Copy all lines in the data that contain the string "frame".

> _EXERCISE INPUT_:
[Start of section]

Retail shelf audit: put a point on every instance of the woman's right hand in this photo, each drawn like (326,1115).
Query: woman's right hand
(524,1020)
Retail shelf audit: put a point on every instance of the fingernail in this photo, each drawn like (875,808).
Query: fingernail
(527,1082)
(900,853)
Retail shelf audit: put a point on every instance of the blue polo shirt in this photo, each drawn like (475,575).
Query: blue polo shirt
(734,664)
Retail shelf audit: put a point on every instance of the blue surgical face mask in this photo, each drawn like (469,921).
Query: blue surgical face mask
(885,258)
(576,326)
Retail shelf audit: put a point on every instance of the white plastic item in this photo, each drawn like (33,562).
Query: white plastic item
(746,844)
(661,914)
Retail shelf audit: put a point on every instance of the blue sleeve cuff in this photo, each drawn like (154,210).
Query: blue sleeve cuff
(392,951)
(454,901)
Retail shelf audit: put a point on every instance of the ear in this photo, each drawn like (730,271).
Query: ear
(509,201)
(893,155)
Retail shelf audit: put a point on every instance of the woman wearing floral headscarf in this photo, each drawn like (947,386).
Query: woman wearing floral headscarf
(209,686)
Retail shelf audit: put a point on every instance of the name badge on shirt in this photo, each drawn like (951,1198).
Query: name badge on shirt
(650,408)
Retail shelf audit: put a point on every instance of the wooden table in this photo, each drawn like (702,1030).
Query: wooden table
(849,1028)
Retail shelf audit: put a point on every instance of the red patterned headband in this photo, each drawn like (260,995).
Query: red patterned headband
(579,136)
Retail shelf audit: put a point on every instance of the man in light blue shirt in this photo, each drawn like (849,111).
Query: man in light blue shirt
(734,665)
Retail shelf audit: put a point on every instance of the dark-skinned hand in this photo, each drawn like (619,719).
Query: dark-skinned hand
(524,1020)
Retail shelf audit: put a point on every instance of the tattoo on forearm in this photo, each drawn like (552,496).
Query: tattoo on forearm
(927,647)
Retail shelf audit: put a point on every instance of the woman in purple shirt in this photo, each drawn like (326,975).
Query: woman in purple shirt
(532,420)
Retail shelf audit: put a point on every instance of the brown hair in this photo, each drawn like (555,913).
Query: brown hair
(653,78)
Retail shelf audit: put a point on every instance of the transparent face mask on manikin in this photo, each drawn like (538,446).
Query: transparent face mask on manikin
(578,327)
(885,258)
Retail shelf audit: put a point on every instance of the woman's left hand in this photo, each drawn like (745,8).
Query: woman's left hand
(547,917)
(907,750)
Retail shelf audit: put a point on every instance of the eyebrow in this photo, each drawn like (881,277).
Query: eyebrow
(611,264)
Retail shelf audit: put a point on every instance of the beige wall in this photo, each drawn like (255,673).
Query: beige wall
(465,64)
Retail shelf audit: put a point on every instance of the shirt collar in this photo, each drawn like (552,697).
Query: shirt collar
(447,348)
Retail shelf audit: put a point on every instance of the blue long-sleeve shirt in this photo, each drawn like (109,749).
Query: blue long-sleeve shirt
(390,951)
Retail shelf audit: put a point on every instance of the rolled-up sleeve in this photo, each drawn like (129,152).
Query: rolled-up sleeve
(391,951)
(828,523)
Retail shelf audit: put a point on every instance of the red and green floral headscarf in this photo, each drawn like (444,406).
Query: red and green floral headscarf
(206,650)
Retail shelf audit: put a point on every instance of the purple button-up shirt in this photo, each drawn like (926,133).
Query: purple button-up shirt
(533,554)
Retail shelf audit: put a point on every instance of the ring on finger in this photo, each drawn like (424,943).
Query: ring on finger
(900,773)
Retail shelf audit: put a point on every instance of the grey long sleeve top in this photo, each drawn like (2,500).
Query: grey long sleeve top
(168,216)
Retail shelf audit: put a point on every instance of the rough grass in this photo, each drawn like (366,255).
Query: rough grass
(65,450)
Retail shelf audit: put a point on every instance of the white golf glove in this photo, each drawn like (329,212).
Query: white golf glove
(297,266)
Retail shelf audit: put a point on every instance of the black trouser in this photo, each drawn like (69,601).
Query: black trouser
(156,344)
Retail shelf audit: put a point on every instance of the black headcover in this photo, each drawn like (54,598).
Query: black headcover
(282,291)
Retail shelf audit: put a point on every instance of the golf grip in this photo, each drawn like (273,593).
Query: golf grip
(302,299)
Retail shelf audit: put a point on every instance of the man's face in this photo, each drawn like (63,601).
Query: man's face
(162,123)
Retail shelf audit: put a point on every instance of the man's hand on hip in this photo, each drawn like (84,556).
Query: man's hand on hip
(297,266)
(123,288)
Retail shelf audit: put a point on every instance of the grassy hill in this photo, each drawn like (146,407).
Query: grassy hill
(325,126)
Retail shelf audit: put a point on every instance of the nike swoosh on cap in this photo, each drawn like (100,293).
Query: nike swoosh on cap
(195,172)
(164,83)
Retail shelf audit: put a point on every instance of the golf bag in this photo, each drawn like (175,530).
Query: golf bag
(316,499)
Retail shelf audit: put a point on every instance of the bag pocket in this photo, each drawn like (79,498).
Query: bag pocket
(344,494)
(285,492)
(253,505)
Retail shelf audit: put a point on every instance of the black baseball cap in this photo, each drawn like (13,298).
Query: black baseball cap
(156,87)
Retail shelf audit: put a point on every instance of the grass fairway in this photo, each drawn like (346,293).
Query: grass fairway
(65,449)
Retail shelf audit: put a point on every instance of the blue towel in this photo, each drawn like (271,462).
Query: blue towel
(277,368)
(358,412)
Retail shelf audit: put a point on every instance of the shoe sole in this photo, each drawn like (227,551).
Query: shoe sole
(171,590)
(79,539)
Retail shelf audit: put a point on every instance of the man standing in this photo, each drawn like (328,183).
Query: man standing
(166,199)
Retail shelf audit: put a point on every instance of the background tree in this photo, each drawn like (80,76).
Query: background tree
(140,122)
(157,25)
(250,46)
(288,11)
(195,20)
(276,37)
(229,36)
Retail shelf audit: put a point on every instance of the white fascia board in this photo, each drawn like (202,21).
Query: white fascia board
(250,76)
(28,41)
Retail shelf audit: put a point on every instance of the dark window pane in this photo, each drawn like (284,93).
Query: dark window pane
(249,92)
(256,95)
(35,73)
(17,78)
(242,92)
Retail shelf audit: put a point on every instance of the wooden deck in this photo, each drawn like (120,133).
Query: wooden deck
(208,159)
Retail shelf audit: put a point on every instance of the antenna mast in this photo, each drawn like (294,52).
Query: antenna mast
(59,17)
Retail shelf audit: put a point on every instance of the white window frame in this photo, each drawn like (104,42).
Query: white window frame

[End of section]

> _RESULT BELOW_:
Retail shelf audit: put a point on every instance of the white window frame in this photo, each drawn like (104,42).
Query: white window frame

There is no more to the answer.